### Problem details
State how many lines in the items below contain the string "wheel". Reply with that number alone.

### Records of labeled points
•••

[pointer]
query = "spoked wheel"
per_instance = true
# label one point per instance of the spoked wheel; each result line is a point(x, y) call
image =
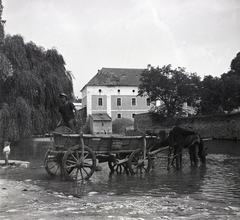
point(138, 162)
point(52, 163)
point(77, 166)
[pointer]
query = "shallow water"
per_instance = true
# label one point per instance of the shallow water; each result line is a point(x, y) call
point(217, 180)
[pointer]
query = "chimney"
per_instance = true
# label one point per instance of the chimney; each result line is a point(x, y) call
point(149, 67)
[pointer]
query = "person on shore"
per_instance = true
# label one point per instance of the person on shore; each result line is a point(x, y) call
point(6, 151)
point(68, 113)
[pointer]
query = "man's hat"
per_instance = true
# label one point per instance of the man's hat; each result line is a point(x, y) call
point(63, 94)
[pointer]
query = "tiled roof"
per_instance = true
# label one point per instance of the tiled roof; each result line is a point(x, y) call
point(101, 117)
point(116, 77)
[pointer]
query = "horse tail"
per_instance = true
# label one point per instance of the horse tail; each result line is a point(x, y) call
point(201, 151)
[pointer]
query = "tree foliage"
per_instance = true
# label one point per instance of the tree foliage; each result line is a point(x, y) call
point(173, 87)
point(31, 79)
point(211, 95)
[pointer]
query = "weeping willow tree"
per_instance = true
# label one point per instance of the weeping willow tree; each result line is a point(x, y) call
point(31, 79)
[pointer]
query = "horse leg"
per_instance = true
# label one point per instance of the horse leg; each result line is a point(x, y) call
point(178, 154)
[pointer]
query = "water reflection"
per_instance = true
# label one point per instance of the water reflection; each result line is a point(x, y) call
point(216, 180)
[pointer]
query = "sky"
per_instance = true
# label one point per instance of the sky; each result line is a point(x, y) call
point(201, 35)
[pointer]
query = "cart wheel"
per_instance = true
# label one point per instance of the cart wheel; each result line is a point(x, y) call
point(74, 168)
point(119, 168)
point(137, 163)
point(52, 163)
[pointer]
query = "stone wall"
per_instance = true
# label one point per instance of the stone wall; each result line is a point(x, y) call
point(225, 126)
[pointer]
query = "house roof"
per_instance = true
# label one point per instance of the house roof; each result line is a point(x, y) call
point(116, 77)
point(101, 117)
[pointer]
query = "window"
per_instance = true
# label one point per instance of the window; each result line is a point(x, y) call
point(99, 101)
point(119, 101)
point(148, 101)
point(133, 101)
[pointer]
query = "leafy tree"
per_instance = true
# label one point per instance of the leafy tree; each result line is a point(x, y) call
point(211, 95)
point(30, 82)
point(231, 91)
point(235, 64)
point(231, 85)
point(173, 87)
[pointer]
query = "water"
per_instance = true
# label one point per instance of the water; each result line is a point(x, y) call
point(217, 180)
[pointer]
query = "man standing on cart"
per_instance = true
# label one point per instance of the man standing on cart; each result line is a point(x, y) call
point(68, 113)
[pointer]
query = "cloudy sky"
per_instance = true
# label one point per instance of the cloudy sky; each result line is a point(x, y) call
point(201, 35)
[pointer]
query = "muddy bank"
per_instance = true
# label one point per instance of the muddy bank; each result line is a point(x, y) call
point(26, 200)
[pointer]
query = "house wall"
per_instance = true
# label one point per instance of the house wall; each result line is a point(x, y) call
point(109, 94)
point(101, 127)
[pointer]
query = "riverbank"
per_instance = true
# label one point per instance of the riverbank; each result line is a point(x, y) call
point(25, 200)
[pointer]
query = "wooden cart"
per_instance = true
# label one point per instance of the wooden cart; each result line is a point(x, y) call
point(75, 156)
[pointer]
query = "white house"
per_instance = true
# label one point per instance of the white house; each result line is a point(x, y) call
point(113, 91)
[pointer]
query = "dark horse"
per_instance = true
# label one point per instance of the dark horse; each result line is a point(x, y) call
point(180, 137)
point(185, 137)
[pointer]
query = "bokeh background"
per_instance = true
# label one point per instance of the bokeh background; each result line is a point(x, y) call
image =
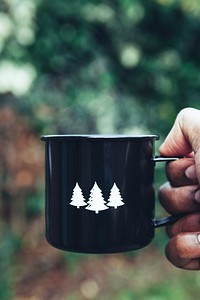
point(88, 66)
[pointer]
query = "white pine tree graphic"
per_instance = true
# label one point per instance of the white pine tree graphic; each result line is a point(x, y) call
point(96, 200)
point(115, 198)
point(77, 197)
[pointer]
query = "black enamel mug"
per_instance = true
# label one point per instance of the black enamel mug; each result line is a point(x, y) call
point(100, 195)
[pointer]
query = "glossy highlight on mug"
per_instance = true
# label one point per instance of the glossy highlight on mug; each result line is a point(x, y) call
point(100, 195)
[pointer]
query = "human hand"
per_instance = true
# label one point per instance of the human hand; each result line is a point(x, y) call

•••

### The solution
4